● TASK STATEMENT: Count the lines in the records below that contain the word "hoof" and reply with only that number.

● RECORDS SUPPLIED:
_ _ _ _

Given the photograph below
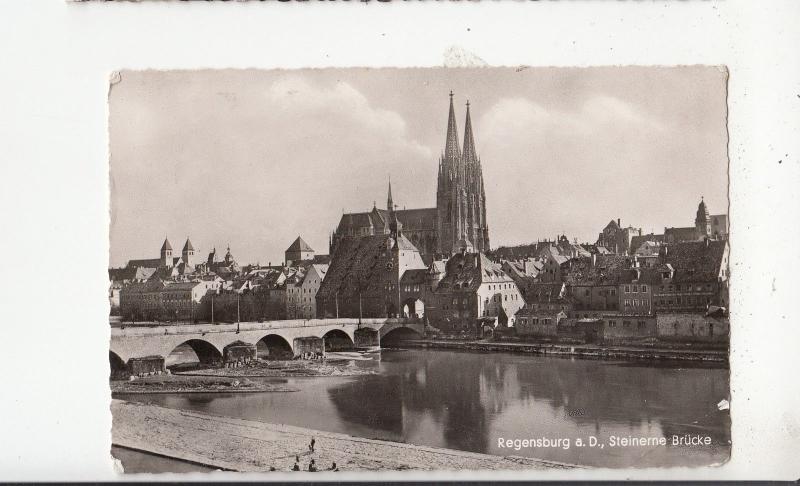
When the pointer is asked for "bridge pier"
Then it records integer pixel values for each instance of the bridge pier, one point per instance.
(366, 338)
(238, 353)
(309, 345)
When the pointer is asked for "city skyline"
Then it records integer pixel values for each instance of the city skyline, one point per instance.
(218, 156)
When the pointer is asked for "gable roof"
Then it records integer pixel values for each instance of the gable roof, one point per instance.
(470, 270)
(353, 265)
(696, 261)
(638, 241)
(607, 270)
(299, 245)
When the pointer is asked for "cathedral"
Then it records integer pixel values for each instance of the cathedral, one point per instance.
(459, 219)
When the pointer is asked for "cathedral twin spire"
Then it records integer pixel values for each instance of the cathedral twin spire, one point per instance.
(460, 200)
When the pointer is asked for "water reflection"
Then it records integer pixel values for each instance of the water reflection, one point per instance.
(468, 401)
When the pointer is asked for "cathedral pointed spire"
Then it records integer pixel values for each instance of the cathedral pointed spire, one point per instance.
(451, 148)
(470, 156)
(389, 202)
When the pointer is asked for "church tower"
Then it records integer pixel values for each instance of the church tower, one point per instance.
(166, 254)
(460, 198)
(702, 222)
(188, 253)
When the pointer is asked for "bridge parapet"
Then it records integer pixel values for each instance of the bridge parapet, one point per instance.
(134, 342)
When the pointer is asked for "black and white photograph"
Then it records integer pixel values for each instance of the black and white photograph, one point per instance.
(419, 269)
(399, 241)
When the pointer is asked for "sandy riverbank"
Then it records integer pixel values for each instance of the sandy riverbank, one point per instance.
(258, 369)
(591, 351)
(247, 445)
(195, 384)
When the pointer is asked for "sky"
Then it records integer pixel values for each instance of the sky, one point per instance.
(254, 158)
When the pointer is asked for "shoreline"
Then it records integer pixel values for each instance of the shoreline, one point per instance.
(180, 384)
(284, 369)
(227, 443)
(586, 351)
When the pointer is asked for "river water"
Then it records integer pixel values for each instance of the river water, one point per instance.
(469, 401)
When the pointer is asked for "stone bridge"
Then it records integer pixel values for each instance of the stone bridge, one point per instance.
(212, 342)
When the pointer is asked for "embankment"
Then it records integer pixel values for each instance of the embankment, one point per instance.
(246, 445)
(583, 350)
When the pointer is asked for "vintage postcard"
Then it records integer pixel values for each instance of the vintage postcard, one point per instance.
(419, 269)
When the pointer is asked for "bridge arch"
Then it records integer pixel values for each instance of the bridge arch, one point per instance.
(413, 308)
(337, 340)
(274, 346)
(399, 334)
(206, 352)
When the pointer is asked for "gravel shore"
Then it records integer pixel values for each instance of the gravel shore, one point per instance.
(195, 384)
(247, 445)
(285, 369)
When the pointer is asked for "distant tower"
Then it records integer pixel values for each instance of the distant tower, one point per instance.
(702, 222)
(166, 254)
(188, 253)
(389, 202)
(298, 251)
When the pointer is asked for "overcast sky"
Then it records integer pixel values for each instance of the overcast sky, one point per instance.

_ _ _ _

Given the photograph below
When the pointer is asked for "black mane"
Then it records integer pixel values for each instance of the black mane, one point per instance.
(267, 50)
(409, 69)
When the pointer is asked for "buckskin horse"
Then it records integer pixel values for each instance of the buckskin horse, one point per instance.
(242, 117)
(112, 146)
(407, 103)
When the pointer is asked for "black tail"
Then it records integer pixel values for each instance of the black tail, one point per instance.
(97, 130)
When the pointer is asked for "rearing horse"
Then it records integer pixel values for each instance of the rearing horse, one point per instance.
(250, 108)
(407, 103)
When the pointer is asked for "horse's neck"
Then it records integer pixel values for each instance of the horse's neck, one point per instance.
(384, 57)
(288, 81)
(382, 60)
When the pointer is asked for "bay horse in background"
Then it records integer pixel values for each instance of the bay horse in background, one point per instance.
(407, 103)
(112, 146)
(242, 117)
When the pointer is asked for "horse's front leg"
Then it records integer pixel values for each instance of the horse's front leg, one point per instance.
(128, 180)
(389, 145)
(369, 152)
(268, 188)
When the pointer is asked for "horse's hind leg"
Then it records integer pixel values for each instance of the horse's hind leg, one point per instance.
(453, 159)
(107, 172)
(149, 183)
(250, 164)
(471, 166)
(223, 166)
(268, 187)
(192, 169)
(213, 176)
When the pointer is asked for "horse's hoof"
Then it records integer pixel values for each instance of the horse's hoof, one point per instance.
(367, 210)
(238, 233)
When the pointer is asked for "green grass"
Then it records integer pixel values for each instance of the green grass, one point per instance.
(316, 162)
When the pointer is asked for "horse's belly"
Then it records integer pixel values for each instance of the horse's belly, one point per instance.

_ _ _ _

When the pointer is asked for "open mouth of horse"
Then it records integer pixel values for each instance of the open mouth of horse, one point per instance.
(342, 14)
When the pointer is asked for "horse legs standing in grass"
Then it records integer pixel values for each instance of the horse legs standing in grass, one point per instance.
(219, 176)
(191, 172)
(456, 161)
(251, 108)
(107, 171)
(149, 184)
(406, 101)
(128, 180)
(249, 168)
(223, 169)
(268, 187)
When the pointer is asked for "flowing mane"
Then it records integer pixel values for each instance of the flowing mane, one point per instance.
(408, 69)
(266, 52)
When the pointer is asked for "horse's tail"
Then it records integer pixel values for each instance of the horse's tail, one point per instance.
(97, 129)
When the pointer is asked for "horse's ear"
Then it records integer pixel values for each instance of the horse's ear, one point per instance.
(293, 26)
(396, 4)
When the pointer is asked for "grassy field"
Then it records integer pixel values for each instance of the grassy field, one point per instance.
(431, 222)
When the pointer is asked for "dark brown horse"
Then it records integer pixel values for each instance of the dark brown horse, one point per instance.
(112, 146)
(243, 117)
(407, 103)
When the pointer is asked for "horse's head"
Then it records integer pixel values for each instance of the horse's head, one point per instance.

_ _ _ _

● FULL RESPONSE: 2